---------- RECORDS SUPPLIED
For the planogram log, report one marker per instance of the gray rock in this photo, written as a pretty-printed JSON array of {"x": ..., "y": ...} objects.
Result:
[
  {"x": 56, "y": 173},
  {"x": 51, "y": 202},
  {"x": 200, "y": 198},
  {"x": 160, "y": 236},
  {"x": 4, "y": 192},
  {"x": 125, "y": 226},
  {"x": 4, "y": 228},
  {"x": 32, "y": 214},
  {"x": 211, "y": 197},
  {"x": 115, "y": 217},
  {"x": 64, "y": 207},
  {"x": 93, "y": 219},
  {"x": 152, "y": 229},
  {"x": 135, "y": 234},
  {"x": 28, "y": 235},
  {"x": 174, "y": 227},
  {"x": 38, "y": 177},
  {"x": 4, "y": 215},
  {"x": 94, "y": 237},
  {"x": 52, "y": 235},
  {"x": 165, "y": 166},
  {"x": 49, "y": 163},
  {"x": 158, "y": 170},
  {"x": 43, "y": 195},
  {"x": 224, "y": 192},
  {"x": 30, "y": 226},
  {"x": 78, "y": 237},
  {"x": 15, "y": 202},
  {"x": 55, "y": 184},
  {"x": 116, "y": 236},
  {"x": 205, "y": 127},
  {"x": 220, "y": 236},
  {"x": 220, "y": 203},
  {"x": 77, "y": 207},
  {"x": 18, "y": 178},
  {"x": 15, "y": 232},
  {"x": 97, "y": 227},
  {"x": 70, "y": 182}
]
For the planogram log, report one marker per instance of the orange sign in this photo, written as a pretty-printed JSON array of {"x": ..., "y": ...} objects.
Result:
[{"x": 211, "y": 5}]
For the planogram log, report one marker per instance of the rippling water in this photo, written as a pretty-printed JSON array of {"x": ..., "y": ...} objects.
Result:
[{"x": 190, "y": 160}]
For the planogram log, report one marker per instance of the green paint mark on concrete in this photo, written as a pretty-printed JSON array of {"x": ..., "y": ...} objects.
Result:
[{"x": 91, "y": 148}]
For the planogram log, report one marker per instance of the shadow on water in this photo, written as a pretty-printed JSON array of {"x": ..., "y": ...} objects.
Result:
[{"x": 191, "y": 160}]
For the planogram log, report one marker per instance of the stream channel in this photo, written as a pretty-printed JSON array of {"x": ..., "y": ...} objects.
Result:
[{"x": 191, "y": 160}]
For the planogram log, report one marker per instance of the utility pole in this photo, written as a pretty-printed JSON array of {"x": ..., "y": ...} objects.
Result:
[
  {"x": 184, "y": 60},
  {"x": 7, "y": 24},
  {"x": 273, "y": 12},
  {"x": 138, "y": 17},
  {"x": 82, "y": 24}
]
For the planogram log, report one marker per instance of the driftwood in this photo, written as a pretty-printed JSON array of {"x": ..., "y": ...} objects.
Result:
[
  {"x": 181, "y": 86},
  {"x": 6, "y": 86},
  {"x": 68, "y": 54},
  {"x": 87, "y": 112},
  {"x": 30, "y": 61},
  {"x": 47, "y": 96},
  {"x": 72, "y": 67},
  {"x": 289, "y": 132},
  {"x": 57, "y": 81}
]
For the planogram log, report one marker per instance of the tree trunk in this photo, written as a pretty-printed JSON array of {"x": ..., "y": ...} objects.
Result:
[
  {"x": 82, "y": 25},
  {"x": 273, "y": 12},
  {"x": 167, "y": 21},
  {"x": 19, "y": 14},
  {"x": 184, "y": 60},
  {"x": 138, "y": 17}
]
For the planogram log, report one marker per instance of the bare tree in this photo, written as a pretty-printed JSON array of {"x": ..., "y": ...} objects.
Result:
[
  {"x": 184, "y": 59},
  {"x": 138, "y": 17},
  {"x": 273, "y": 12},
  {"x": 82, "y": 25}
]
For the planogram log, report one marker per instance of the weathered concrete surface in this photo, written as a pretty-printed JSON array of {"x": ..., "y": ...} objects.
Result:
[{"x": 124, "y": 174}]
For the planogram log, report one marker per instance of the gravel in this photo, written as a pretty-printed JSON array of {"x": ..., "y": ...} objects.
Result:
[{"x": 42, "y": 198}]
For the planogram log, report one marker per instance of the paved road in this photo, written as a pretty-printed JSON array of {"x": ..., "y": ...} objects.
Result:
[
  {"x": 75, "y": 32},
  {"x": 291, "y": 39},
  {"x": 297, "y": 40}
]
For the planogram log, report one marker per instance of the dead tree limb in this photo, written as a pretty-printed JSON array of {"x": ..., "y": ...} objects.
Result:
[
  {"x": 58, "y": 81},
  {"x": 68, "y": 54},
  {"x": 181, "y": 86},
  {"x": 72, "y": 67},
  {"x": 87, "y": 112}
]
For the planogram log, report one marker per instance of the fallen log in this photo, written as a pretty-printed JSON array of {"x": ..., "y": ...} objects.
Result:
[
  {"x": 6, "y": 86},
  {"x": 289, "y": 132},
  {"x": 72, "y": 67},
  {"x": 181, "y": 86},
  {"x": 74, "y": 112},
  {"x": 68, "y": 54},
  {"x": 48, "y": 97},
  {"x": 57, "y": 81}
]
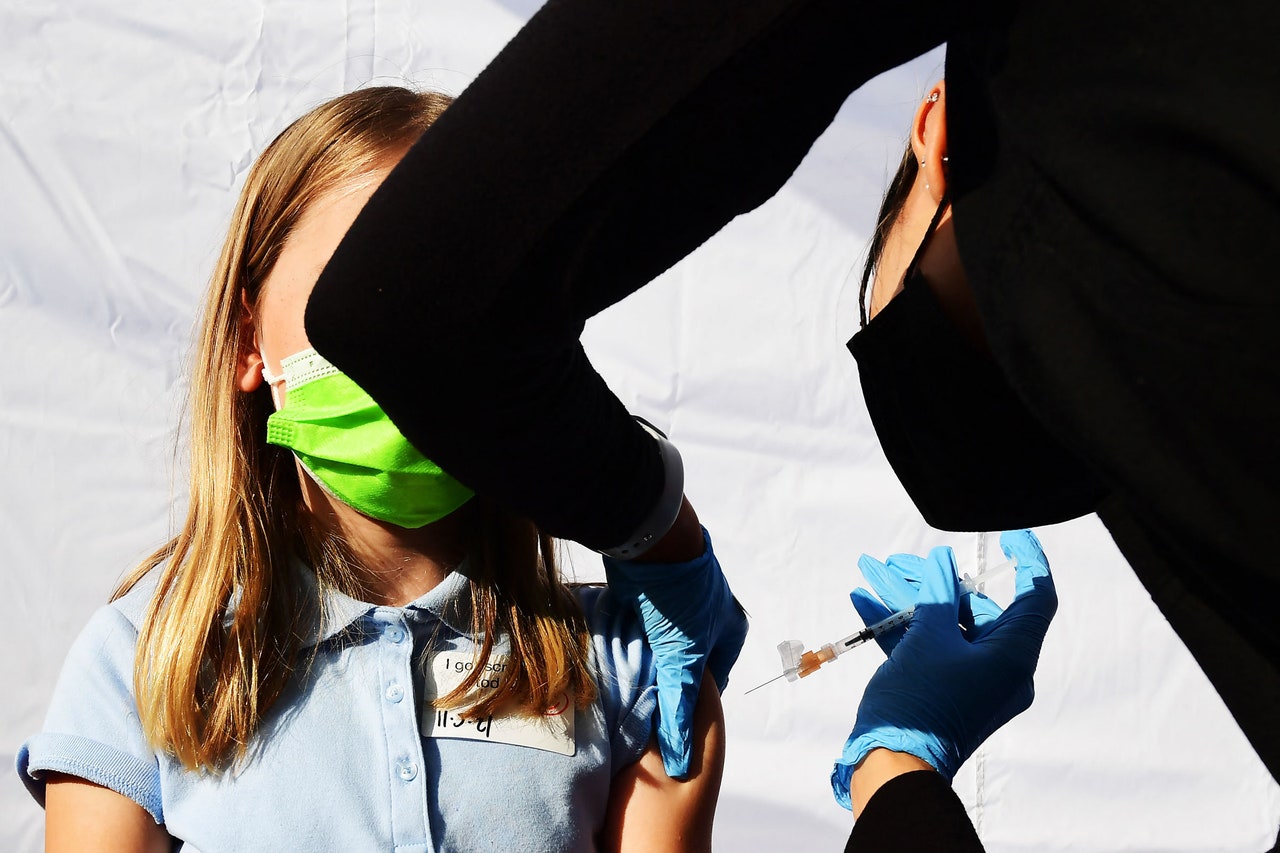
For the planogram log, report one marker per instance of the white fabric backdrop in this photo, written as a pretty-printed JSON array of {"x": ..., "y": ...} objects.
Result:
[{"x": 124, "y": 132}]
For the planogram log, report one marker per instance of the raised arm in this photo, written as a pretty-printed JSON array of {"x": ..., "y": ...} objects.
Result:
[{"x": 599, "y": 147}]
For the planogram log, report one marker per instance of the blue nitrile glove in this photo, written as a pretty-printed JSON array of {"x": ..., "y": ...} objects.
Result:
[
  {"x": 897, "y": 580},
  {"x": 693, "y": 623},
  {"x": 941, "y": 694}
]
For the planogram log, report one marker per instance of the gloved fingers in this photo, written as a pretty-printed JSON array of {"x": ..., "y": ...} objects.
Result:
[
  {"x": 937, "y": 607},
  {"x": 871, "y": 610},
  {"x": 868, "y": 606},
  {"x": 978, "y": 612},
  {"x": 728, "y": 642},
  {"x": 679, "y": 682},
  {"x": 1025, "y": 551},
  {"x": 896, "y": 582}
]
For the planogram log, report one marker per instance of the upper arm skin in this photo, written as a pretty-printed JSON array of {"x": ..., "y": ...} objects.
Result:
[
  {"x": 86, "y": 817},
  {"x": 649, "y": 812}
]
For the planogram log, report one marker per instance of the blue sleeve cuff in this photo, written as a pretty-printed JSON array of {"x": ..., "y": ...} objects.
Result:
[{"x": 91, "y": 761}]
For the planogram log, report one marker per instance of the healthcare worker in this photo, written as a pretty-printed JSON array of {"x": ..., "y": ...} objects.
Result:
[{"x": 1115, "y": 192}]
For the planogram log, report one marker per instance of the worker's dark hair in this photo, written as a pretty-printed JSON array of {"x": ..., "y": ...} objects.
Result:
[{"x": 891, "y": 208}]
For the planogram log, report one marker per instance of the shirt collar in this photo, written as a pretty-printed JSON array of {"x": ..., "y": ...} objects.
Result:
[{"x": 449, "y": 602}]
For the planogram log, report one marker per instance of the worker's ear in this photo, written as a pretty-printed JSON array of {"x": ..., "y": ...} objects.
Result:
[
  {"x": 929, "y": 141},
  {"x": 248, "y": 360}
]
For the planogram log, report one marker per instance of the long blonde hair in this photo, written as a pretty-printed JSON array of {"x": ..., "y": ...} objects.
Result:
[{"x": 224, "y": 630}]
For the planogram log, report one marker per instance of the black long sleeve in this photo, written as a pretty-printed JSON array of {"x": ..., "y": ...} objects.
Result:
[
  {"x": 461, "y": 314},
  {"x": 915, "y": 812},
  {"x": 1116, "y": 188}
]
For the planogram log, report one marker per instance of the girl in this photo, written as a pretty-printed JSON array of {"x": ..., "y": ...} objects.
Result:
[{"x": 343, "y": 648}]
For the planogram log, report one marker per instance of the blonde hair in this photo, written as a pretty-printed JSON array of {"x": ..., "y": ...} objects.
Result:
[{"x": 224, "y": 630}]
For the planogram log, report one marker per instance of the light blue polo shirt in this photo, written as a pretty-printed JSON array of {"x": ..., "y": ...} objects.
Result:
[{"x": 341, "y": 762}]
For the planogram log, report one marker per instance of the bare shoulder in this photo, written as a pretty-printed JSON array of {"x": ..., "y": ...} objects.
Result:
[{"x": 652, "y": 812}]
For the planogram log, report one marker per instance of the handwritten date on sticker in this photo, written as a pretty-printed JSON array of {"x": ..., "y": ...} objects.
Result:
[{"x": 552, "y": 731}]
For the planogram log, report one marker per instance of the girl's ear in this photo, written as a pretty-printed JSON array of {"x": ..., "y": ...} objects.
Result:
[
  {"x": 248, "y": 361},
  {"x": 929, "y": 141}
]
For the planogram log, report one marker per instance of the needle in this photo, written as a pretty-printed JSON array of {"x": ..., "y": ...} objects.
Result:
[{"x": 769, "y": 682}]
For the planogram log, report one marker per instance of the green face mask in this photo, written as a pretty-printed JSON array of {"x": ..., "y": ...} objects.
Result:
[{"x": 352, "y": 448}]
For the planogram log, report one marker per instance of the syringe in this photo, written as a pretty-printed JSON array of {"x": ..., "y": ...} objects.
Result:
[{"x": 798, "y": 664}]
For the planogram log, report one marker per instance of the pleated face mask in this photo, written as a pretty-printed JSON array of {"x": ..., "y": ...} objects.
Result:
[{"x": 352, "y": 448}]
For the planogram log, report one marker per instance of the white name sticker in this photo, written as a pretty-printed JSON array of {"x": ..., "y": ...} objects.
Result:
[{"x": 552, "y": 731}]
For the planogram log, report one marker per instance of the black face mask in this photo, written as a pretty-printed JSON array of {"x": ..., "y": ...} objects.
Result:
[{"x": 964, "y": 446}]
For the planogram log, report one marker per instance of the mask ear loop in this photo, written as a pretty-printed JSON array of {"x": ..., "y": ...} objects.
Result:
[
  {"x": 272, "y": 382},
  {"x": 924, "y": 243}
]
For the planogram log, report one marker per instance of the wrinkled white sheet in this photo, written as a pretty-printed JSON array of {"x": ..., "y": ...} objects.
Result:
[{"x": 124, "y": 132}]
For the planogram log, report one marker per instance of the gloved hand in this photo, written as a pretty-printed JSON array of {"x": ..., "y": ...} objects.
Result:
[
  {"x": 941, "y": 693},
  {"x": 694, "y": 624}
]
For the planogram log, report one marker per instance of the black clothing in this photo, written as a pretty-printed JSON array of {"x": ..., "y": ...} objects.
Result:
[
  {"x": 1116, "y": 187},
  {"x": 892, "y": 819}
]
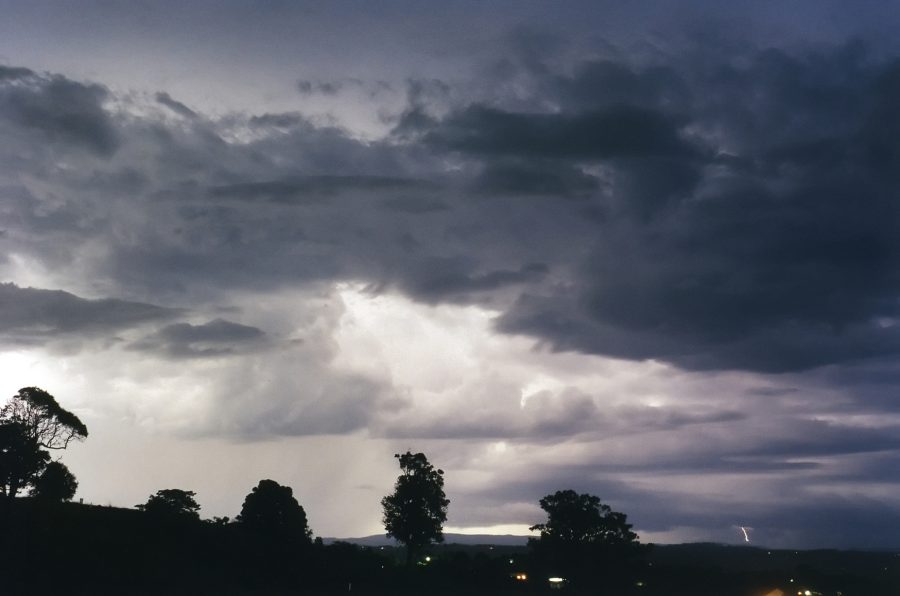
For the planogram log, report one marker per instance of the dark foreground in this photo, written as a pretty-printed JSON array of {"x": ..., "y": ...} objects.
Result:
[{"x": 82, "y": 549}]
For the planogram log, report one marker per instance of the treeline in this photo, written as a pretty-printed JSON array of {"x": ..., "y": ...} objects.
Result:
[
  {"x": 50, "y": 545},
  {"x": 269, "y": 544}
]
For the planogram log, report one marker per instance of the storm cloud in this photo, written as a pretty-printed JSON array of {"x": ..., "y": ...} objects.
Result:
[{"x": 665, "y": 272}]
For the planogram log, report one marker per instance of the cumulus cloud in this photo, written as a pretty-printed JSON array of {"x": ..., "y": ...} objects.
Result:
[
  {"x": 711, "y": 232},
  {"x": 37, "y": 316},
  {"x": 215, "y": 338}
]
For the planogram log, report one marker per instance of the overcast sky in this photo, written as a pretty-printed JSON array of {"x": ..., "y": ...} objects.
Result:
[{"x": 648, "y": 251}]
--------------------
**INSTRUCTIONS FOR THE TASK**:
How many lines in the listing above contain the string "blonde"? Answer with the number only.

**COMPLETED EXERCISE**:
2